Supplied material >>
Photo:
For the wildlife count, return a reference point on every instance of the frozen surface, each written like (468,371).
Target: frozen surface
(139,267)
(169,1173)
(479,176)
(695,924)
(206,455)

Request >> Rewrite the listing above with every "frozen surface" changed to "icy surface", keeping everything else the same.

Correct response >>
Photo:
For the wildlife count, return a reference point on every instance of the icy surface, each written like (468,371).
Target: icy surface
(139,267)
(169,1173)
(479,176)
(695,924)
(206,455)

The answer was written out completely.